Multimodal Navigation: 2010

Tuesday, May 4, 2010

Bone-Conduction Headphones Commercially Available

Yes they are!
http://www.audioboneheadphones.com/

Sunday, April 18, 2010

Sunday with Single-Camera SLAM

It's Sunday and I just felt like writing more about single-camera SLAM. I think it's quite a remarkable achievment. Basically, using a single camera that continually looks for certain features (landmarks), it is possible to create a map in real-time of the environment without knowing any odometry information (which is usually available when SLAM is applied to mobile robots), and without the ability to perceive depth (no stereo vision).

References on this can be found in the (shortly up) updated database on the resources page.

Thursday, April 15, 2010

An Amazing Paper on Vision-based Methods

Just found an amazing paper that deserves its own blog post. It's a huge survey of vision-based mobile robot navigation methods written by Kak and DeSouza in 2002. The goal, as stated by the authors, was to write about vision-based techniques from "the last 20 years". The article contains more than 150 references, and can be found here: http://portal.acm.org/citation.cfm?id=505501.505509.

I should upload the BiBTeX database again, as it contains some more new references.

Monday, April 12, 2010

More Details

I'd like to continue the discussion of the system I am proposing. I would like a flexible multi-sensor and multi-interface architecture, but the fewer the better. I am thinking of having three modes of operation, where at any time at least two modes are active. These modes are outdoors, indoors and backup. The outdoors mode is most certainly based on (D)GPS, and the indoors mode could use WLAN or RFID for example. It shouldn't be too difficult to determine if the user is indoors or oudoors and so this should be done by the system. The fewer user-issued commands the better. The backup mode has two purposes: to provide some minimal functionality even where the other modes fail (for example in a building without an indoor positioning setup), and to make the other modes just a little more stable by continuously trying to figure out whether the indoors or outdoors mode is providing correct information. In order for the latter feature to work the information from outdoors<->backup and indoors<->backup needs to be comparable, which could be a tricky issue. I guess obstacle avoidence could be said to be part of the backup mode as well since it's something that should run at all times. I am still uncertain as to what hardware the backup mode would use; Is machine vision still insufficient? Could laser rangefinders provide enough information? Or might a machine learning approach with a lot of different non-navigational sensors (as described earlier) work? The backup unit should obviously not rely on a map (or anything external), so how exactly can it help the other modes? Those are questions still needing an answer.

> _DATASET ENTRIES_
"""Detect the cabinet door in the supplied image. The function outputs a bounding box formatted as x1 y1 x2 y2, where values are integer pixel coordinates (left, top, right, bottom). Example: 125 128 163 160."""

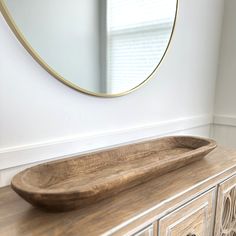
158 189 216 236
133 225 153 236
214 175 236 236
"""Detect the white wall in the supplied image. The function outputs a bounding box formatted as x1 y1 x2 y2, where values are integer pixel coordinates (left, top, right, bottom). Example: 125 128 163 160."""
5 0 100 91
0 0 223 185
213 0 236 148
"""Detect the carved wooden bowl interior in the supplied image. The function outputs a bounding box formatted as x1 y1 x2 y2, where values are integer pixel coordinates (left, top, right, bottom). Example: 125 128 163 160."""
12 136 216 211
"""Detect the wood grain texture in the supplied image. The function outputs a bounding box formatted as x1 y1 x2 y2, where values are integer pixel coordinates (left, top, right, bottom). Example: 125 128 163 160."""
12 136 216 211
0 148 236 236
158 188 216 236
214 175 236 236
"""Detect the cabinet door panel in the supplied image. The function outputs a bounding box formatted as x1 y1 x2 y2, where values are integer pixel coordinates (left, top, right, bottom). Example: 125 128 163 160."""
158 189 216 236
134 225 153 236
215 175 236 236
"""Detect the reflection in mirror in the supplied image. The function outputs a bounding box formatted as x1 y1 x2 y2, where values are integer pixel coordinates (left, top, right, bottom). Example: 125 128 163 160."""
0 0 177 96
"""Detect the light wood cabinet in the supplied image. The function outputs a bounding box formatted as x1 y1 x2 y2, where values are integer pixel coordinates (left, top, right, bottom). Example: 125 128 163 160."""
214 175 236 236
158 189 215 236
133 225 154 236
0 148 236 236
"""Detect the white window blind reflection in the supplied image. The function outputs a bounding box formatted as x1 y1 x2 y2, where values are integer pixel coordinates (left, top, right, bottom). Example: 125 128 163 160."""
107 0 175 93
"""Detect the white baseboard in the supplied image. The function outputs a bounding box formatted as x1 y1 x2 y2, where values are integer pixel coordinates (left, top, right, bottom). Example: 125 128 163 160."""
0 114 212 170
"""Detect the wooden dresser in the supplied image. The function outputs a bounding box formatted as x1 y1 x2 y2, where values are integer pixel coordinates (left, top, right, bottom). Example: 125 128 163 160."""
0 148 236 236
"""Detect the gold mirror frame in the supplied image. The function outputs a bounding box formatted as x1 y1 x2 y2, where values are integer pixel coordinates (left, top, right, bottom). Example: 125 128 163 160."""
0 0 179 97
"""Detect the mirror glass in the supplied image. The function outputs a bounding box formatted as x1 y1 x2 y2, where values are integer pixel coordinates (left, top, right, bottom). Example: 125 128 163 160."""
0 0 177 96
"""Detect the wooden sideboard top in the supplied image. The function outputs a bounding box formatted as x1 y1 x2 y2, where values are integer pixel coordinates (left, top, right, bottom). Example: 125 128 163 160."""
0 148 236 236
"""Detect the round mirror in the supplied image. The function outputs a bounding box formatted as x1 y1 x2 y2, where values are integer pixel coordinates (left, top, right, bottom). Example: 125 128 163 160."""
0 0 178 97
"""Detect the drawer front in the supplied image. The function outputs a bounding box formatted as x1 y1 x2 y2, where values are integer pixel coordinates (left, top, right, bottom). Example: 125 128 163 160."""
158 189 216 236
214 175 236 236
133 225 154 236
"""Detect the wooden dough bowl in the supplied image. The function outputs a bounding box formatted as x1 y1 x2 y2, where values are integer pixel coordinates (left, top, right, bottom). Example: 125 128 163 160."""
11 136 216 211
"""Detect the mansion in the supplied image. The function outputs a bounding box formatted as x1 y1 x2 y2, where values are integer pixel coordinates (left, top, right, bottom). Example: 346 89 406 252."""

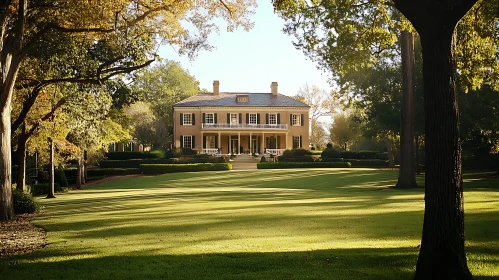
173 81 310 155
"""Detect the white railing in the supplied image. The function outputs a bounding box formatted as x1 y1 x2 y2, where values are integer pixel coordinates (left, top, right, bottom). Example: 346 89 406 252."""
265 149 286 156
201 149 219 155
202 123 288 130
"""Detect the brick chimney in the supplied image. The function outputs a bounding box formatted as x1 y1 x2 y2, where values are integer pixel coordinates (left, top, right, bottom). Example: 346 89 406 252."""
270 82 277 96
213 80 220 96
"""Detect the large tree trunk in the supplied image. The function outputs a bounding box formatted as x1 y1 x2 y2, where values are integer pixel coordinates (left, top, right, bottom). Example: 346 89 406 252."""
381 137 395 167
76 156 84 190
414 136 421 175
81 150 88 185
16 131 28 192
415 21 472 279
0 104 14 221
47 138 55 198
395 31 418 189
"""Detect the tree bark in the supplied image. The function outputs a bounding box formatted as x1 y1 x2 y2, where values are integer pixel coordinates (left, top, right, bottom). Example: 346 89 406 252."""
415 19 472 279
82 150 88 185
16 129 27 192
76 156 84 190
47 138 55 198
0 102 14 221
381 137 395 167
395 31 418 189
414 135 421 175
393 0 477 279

> _WRITTEN PROBLEM 1_
Copy the passage of the navigation blog from "Thursday, April 15, 2010" to "more new references." word for word.
> _WRITTEN PROBLEM 2_
Write the next part of the navigation blog, picking up after its final sentence.
None of the items play any part here.

> _RESULT 1_
Thursday, April 15, 2010

An Amazing Paper on Vision-based Methods

Just found an amazing paper that deserves its own blog post. It's a huge survey of vision-based mobile robot navigation methods written by Kak and DeSouza in 2002. The goal, as stated by the authors, was to write about vision-based techniques from "the last 20 years". The article contains more than 150 references, and can be found here: http://portal.acm.org/citation.cfm?id=505501.505509.

I should upload the BiBTeX database again, as it contains some more new references.

> _RESULT 2_
When it comes to interfaces I am thinking of two: an audio interface and a haptic one. The primary information channel should be a combination of speech and non-speech audio delivered through stereo bone-conduction headphones (like in the SWAN system). An electronic compass should keep track of where the head is turned, and non-speech beacon sounds should mark the path the user is to take. This essentially augments the reality by overlaying auditory beacons on the GPS (or other) grid. Here it is important not to place the beacons too far apart (it is not enough to place beacons at intersections). Speech synthesis can be used to indicate points of interests and other things that are not related to the navigation task directly. The verbosity of information should adapt to the user's familiarity with the place. The major advantage of the clear difference in purpose between speech and non-speech audio is that it makes it easy to distinguish different types of information intuitively; The mvoement instructions are always the beacon sounds. Speech recognition can be used to provide input. Additionally, the microphone could perhaps determine if the environment is too loud to convey the auditory information (being at a concert for instance). To still be able to navigate in such a situation, the auditory beacons could be translated into haptic feedback in a belt. If haptic feedback can be provided in all directions around the body, then it is quite natural to feel the beacons rather than hearing them. There might also be other uses for the haptic interface.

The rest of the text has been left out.